→ **SOURCE DOCUMENT**:
· · ·
Franco praised Cage’s conscientiousness regarding Franco’s method acting.

“Nic certainly was very conscientious about all [my] needs as an actor at the time. I fancied myself pretty intense. But he was into that. So he allowed me to do all that weird actor stuff. But also on the research side of it, I was playing a male prostitute so I wanted to go meet male prostitutes. And [Nic] also wanted to meet male prostitutes.”

For Cage and Franco, meeting male prositutes was not as simple as it seemed.

“The problem was [Nic] wanted to do it undercover. I was just the guy who had been on this TV show, that I guess hadn’t hit New Orleans, so nobody recognized me. But Nic Cage, when he wanted to go undercover, he had to do it with like seven other people. So we went to this like 200-year-old bar… and I would bring the prostitutes in there as he would sit in the shadows. It was a great experience.”

The Spider-Man trilogy and Franco’s role in the franchise was the next topic of discussion. Reflecting on the experience, Franco seemed grateful because filming “Spider-Man 3” led Franco to make his decision to return to school.

While studying at various institutions across the country, Franco took time out to shoot the stoner action- comedy “Pineapple Express,” which saw him reunited with “Freaks and Geeks” alumni Judd Apatow and Seth Rogen.
· · ·
Records from a data source:
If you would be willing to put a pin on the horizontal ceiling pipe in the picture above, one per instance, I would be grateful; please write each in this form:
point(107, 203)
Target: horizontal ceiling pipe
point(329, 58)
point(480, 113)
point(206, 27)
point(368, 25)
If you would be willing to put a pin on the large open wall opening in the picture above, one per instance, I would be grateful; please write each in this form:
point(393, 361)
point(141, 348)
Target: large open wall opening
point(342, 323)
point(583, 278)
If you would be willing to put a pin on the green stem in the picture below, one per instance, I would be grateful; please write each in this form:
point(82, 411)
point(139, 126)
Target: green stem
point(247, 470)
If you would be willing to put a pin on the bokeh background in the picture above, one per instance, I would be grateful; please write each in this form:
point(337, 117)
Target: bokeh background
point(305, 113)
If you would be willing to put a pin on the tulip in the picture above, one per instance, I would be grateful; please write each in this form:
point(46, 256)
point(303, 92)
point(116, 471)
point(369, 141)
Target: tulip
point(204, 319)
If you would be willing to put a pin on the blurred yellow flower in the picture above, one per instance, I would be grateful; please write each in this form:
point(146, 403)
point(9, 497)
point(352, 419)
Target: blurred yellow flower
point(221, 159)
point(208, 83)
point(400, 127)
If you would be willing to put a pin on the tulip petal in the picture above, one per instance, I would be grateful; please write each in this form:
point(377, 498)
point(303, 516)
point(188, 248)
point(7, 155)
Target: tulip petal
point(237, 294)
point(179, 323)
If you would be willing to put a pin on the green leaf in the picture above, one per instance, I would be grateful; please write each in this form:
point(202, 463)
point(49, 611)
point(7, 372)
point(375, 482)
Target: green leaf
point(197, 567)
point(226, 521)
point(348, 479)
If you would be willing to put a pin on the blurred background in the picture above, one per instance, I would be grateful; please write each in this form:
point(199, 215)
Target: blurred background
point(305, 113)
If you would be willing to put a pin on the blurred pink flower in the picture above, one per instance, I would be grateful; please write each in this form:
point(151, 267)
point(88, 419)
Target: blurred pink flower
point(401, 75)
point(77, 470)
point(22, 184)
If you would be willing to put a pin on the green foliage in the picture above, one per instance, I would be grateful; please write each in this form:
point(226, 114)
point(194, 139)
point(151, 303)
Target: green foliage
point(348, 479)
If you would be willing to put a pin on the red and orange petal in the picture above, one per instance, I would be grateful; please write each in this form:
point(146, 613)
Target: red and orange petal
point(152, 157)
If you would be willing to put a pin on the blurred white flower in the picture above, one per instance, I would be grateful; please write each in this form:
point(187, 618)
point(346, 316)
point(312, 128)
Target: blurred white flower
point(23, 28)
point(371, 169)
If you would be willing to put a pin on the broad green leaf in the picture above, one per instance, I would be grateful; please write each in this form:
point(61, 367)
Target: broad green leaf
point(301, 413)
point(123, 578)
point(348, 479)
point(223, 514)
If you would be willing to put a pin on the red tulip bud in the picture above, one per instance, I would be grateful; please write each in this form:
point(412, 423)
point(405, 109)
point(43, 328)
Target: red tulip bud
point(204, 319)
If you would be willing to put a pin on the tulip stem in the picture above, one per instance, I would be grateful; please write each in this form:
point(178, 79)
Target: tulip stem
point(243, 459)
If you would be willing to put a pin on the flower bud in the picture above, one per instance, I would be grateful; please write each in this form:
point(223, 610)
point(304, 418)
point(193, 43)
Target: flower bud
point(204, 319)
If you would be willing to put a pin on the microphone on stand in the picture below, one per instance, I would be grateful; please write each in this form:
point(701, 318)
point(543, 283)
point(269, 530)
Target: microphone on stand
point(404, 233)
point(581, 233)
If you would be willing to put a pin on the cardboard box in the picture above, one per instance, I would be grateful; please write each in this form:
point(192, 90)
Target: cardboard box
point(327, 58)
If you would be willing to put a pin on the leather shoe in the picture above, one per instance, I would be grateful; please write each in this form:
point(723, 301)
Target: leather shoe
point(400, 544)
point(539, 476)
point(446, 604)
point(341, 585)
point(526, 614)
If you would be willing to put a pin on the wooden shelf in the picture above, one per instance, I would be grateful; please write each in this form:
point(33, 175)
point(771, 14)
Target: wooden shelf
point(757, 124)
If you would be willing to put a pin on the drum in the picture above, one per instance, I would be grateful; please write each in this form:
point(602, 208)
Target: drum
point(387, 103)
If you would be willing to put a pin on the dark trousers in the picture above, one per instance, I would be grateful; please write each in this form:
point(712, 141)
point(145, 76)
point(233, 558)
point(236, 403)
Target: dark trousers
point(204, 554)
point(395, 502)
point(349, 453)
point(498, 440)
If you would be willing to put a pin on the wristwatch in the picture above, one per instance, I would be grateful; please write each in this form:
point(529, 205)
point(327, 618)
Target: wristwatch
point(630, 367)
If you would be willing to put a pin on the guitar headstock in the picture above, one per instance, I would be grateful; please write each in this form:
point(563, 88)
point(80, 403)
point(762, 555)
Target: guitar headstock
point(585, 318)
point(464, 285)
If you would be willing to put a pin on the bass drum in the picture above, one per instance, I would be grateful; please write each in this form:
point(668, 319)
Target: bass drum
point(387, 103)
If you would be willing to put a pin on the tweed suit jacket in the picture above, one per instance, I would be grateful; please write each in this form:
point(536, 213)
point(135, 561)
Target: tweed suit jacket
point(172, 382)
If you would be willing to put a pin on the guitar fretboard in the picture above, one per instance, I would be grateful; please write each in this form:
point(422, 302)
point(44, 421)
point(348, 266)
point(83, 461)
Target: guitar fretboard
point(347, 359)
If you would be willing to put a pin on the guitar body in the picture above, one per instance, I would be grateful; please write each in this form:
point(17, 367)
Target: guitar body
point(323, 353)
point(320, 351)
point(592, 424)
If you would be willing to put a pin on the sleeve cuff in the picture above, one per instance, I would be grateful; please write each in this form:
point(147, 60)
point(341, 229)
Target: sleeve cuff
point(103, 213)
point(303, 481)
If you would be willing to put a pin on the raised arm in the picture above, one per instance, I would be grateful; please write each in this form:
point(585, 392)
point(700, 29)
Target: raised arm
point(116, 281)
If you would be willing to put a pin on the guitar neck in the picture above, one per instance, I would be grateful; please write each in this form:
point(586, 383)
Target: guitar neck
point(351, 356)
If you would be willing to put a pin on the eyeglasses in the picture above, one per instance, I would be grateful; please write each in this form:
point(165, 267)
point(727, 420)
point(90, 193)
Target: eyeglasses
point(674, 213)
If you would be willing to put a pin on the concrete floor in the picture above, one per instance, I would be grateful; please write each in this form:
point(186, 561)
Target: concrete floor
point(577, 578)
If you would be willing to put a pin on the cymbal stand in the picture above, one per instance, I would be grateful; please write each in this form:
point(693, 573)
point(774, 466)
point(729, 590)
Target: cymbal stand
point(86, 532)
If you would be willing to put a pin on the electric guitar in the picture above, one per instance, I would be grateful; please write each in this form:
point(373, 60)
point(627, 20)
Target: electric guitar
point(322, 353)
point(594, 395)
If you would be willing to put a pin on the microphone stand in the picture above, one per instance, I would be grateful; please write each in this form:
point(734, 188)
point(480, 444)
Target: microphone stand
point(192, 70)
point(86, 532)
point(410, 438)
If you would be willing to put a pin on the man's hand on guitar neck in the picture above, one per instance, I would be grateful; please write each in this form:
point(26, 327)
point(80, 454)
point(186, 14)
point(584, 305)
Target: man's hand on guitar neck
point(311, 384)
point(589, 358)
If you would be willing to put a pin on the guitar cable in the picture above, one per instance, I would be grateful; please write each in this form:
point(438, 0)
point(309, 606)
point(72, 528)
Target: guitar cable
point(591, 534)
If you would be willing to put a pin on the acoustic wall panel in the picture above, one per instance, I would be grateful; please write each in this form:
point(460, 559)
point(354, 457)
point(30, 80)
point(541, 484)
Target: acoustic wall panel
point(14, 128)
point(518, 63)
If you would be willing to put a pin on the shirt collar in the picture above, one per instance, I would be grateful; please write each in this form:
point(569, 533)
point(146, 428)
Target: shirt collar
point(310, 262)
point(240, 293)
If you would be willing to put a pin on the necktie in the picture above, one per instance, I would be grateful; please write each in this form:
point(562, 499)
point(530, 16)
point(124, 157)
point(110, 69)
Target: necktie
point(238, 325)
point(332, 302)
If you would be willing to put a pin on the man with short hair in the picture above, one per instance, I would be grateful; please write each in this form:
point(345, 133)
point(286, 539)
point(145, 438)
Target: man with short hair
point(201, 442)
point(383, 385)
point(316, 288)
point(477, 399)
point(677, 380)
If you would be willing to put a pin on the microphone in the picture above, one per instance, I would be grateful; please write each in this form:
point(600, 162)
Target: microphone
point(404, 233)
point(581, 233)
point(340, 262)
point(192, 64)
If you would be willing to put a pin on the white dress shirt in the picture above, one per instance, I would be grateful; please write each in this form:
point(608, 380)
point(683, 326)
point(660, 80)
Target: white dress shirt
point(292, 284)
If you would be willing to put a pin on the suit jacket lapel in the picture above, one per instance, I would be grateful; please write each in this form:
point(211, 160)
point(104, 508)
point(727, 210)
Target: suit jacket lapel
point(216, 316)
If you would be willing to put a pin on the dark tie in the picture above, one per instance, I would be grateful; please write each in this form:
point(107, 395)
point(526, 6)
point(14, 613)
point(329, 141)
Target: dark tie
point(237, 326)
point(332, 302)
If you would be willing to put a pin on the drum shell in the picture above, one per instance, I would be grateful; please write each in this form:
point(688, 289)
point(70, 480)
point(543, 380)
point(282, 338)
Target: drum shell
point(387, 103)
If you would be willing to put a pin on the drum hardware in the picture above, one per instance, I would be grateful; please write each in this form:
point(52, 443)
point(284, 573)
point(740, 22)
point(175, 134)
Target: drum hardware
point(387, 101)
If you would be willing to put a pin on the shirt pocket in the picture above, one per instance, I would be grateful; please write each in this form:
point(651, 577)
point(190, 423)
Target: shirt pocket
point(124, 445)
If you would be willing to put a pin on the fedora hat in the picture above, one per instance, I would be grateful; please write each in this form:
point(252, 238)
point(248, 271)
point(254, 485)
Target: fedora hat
· · ·
→ **PROMPT**:
Carry on the account of James Franco's career from the point where it stops, after the sentence about "Pineapple Express."

→ **RESPONSE TO THE EXERCISE**:
“Initially I just assumed they wanted me to play the Dale role, Seth’s role, because he was the guy with the girlfriend. I remember reading it and there were these jokes throughout where Saul kept getting kicked or hit in the balls, and for some reason that clicked with me — I could really play that. So we went to lunch and I said, ‘I love the script but Seth gets to play the role that I want to play.’ And then they said that, you know, ‘What’s crazy is that right before you got here we had this conversation that it would be a crazy thing if you actually played the dealer role.’ And I said, ‘Great, sounds good to me!’” Franco said.

Franco explained that “Pineapple Express” really changed his approach to movies and reinvigorated his passion for making them.

“Before then, making movies was kind of painful. I went to like ‘the tortured actor place’ and I got to the point where I didn’t want to do it,” Franco said.

Quickly touching on several later films in Franco’s career, from “Milk” to “Eat Pray Love,” Maltin then asked Franco to explain his reasoning behind his decision to work on the long-running soap opera, “General Hospital.”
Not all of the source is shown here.